Entries taken from a collection
★ ★ ★ ★ ★

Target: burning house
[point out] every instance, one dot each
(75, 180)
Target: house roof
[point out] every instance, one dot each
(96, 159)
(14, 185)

★ ★ ★ ★ ★

### GIVEN EXERCISE
Render everything from the line containing "Target: house roof" down to the final line of the records, both included, as a JSON list of strings with one string per line and blank lines omitted.

### PROBLEM SOLUTION
[
  "Target: house roof",
  "[point out] every instance, one dot each",
  "(96, 159)",
  "(14, 185)"
]